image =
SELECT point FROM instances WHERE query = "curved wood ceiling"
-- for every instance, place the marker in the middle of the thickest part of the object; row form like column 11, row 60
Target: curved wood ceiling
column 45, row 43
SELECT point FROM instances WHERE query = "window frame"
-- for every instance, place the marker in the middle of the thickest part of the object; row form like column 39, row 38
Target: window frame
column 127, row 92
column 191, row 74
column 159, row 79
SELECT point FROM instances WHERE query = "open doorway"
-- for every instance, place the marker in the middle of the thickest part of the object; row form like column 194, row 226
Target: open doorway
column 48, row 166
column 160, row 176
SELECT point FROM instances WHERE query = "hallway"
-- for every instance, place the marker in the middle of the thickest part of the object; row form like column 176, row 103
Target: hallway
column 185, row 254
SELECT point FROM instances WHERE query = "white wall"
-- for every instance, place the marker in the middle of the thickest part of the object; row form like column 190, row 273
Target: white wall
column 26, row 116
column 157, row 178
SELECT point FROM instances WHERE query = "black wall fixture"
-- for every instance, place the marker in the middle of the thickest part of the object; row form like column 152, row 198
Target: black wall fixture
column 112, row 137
...
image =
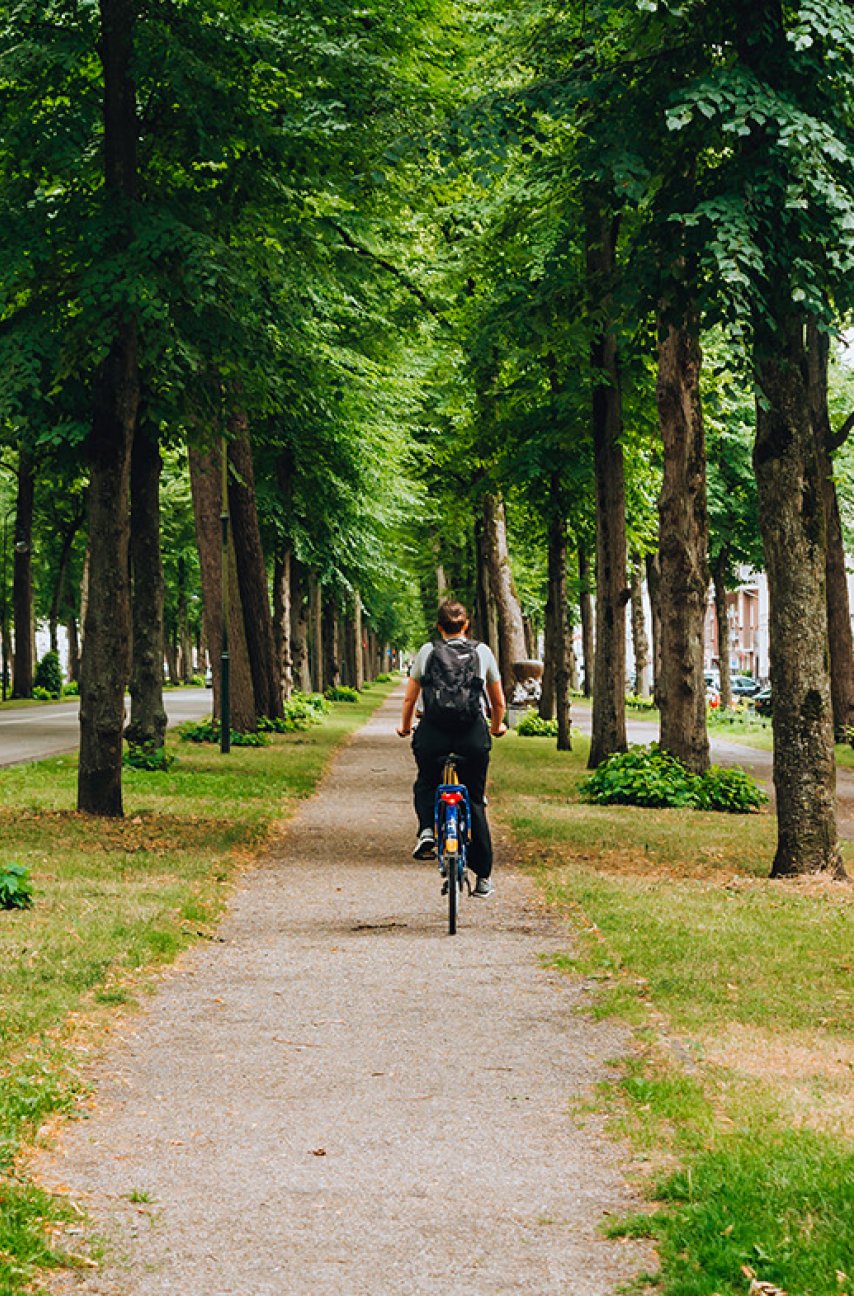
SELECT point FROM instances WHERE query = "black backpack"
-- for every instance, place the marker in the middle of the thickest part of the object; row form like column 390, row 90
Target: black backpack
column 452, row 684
---
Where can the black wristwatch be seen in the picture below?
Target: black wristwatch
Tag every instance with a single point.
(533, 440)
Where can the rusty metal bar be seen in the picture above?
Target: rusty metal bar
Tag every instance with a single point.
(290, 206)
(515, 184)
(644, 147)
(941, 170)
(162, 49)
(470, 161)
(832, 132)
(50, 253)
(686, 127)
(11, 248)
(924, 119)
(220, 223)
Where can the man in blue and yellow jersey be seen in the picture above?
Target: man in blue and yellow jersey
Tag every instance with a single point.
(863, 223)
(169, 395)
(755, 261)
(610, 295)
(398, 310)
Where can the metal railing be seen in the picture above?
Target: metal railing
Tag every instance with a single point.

- _TREŚĆ ZADANIA_
Wyodrębnij z pozycji powyżej wszystkie wiersze, w których występuje słowo „window”. Wielkość liter ma znaczenie.

- _ODPOWIEDŹ PISEMNA_
SELECT point FROM instances WHERE query = "window frame"
Target: window frame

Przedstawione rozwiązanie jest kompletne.